Please return each record exactly as it stands.
(Input records)
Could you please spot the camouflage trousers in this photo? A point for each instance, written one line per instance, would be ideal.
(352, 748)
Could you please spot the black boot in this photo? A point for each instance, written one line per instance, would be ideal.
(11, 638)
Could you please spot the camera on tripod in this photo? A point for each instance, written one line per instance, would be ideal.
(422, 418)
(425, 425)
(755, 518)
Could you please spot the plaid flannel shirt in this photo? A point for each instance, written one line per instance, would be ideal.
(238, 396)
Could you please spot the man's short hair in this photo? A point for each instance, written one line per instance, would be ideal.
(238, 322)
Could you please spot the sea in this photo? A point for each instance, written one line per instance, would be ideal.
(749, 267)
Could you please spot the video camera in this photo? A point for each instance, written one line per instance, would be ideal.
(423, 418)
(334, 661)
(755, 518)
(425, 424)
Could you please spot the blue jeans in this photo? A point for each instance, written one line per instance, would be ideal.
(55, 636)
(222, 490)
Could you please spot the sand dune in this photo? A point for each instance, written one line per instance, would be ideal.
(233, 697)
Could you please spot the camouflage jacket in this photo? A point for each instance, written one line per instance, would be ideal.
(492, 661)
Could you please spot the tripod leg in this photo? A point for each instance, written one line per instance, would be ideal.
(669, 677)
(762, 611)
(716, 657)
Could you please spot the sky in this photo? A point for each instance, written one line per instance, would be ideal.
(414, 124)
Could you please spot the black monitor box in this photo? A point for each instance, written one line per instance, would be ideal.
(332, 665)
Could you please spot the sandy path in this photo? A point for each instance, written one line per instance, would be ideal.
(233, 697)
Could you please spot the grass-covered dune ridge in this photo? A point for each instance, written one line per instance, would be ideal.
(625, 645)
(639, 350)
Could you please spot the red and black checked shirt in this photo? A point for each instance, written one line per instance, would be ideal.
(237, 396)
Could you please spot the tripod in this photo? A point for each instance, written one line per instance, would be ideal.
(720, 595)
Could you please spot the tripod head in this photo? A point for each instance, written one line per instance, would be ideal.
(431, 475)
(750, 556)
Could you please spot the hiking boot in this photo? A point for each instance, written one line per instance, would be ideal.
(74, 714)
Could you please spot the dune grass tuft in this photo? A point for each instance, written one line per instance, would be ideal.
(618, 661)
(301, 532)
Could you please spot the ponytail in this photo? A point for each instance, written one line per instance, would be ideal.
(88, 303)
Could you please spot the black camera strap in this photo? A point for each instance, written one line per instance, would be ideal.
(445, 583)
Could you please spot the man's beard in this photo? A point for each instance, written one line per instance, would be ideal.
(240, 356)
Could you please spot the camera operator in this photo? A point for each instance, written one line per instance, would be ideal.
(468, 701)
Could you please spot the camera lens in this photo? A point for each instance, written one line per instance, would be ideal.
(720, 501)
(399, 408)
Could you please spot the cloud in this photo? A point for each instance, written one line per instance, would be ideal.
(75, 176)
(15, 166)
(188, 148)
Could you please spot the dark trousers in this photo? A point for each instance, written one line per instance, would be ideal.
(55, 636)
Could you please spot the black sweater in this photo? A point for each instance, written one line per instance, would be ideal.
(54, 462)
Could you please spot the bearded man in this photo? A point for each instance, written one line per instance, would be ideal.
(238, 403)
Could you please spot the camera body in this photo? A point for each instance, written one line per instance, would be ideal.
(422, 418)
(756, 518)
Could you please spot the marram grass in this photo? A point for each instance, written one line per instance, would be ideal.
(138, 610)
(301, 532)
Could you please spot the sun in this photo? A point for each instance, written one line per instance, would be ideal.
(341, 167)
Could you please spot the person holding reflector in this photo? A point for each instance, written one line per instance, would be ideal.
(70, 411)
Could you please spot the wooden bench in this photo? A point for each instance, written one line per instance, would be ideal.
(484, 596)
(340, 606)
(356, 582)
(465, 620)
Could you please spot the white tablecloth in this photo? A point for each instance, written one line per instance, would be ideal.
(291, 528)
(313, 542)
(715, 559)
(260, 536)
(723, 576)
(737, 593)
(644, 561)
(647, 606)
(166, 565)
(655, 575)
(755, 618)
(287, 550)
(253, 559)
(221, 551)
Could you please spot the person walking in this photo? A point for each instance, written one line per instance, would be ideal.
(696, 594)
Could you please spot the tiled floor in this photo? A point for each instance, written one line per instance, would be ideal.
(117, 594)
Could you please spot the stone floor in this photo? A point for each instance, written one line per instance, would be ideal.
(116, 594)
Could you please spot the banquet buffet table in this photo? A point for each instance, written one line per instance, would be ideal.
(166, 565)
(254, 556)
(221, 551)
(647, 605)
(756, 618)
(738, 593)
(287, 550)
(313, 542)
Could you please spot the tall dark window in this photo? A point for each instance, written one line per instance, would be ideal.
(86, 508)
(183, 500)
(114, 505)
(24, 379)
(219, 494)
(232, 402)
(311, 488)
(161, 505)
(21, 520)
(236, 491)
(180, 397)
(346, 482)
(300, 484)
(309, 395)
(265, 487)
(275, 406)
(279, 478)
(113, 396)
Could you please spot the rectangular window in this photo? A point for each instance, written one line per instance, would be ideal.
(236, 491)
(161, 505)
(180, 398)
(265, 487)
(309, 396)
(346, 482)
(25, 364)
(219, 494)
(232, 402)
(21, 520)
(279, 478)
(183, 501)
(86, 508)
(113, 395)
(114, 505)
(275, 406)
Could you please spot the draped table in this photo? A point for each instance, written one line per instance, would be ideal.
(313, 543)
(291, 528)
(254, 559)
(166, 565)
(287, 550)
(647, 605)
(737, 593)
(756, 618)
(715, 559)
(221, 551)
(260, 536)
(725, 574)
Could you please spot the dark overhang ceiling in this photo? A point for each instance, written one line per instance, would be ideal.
(End Input records)
### Exercise output:
Could you please spot the camouflage trousers in this photo? A point for each instance, written one line per instance, would be ideal.
(352, 748)
Could you please spot the black boot in this photo? A point for each instance, written one line per instance, would be ideal.
(11, 638)
Could you please spot the camera on tripod in this photo? A point for each instance, written one line per instance, would be ideal.
(422, 418)
(425, 425)
(755, 518)
Could you please spot the plaid flannel shirt in this photo? A point for each instance, written one line per instance, would be ideal.
(238, 396)
Could you please spot the man's short hair in this photo? A point for each instance, written one line per instance, would be ideal.
(238, 322)
Could you please spot the sea in this photo? A point for each instance, written one line per instance, would be ideal.
(749, 267)
Could you please spot the video camera in this photo? A point for each instance, written one line per instance, would be ideal.
(423, 418)
(334, 661)
(755, 518)
(425, 424)
Could you please spot the blue jeans in this photo? A point for each instance, written one line per instance, would be ideal.
(55, 636)
(222, 490)
Could you please spot the sand dune in this photo? A point for each instance, written one line per instance, would be ideal.
(233, 697)
Could you please spot the camouflage jacket in this photo? A point for each instance, written one line per instance, would be ideal.
(492, 661)
Could you please spot the tripod leg in this photo? A point for each instance, written one line per instance, would be ideal.
(669, 677)
(762, 611)
(716, 657)
Could you please spot the sky in this photo? A point for each instance, written one line per instance, would be ideal.
(414, 124)
Could you please spot the black monitor box in this photo? A point for each instance, written one line per instance, would be ideal.
(332, 665)
Could you please spot the sandy path in this photo? A point for each instance, written one line per instance, would be ideal.
(233, 697)
Could you please spot the grass-covered dune ridge in this photo? A point for each instance, written one line per instance, would be ideal.
(625, 645)
(639, 350)
Could you please spot the red and black checked shirt in this photo? A point for each instance, written one line per instance, would be ideal.
(237, 396)
Could you please spot the tripod in this photo? A point for each instance, written one line per instance, would be ideal.
(720, 595)
Could you please spot the tripod head in this photo? A point for each instance, written one line per instance, would be ideal.
(431, 475)
(750, 556)
Could you please spot the hiking boot in this photo? A point for each instance, written one line per instance, would be ideal.
(74, 714)
Could you please spot the dune grass tuft in this photo? A point for each instance, written one line per instance, would be ideal.
(618, 661)
(301, 532)
Could you please spot the ponytail in this photo? A point for each instance, written one line per instance, would be ideal.
(88, 303)
Could you please spot the black camera strap in this photo? A point for each instance, written one line per instance, would be ideal.
(445, 583)
Could you please spot the man's beard in this photo? A point for each instance, written one line per instance, would be ideal.
(240, 356)
Could you please spot the camera operator in this photo? A point for each instance, written one line per instance, would be ideal.
(468, 701)
Could you please spot the camera lens in this photo? A point for each instance, written one line per instance, would be ideal.
(720, 501)
(399, 408)
Could you please spot the cloud in this photo? A point for each instance, written one line per instance, would be ideal.
(75, 176)
(15, 166)
(188, 148)
Could you please spot the dark trousers in this photo? A point for each instance, written one line per instance, would be ideal.
(55, 636)
Could you please spot the black sweater in this photo? A point for each instance, written one line per instance, would be ideal.
(54, 462)
Could you please spot the bearded man in this photo? A point for each instance, written one line per instance, would be ideal.
(238, 403)
Could you please spot the camera body in this photo? A point for each instance, written one line per instance, would be ideal.
(422, 418)
(756, 518)
Could you please spot the marram grass in this photo? A point for each instance, written one line per instance, would be ideal.
(138, 610)
(301, 532)
Could you please spot the sun in this photo? A point for each instance, written one line per instance, would be ideal.
(341, 167)
Could you please spot the person holding reflector in this photo? A point for each instance, written one line per instance, would be ideal.
(70, 411)
Could you please spot the wooden bench in this photo? A point for each instance, written one line per instance, would be ideal.
(484, 596)
(340, 606)
(356, 582)
(465, 620)
Could you please spot the white tablecloth in this photo? A point for each instance, written one line per instance, would be ideal.
(291, 528)
(313, 542)
(715, 559)
(260, 536)
(723, 576)
(737, 593)
(644, 561)
(647, 606)
(166, 565)
(655, 575)
(755, 618)
(287, 550)
(253, 559)
(221, 551)
Could you please spot the person walking in this photo? A point for each instance, written one line per instance, would be ideal.
(696, 594)
Could you please spot the tiled floor in this photo? A point for each instance, written one line per instance, would be ideal.
(117, 594)
Could you please spot the stone floor in this photo? A point for each instance, written one line per instance, would be ideal.
(116, 594)
Could you please spot the banquet buffet table in this photo? A point for each instance, written one line per instance, would be ideal.
(166, 565)
(254, 556)
(221, 551)
(647, 605)
(756, 618)
(738, 593)
(287, 550)
(313, 542)
Could you please spot the tall dark window in this photo? A point for each instance, written one line per instance, would be ideal.
(86, 508)
(183, 500)
(114, 505)
(24, 379)
(219, 494)
(232, 402)
(311, 488)
(161, 505)
(21, 520)
(236, 491)
(180, 397)
(346, 482)
(300, 484)
(309, 395)
(265, 487)
(275, 406)
(279, 478)
(113, 396)
Could you please spot the rectangular window in this photo? A point for each instance, written one line per instance, would be ideal.
(236, 491)
(161, 505)
(180, 398)
(265, 487)
(309, 396)
(346, 482)
(25, 364)
(219, 494)
(232, 402)
(21, 520)
(279, 478)
(183, 501)
(86, 508)
(113, 395)
(114, 505)
(275, 406)
Could you please spot the draped table in this photo? A point for each instance, written one line per instance, would be ideal.
(313, 543)
(291, 528)
(254, 559)
(166, 565)
(287, 550)
(647, 605)
(737, 593)
(756, 618)
(715, 559)
(221, 551)
(260, 536)
(725, 574)
Could you please spot the dark overhang ceiling in this photo? A point for each instance, written one line per instance, would be ideal.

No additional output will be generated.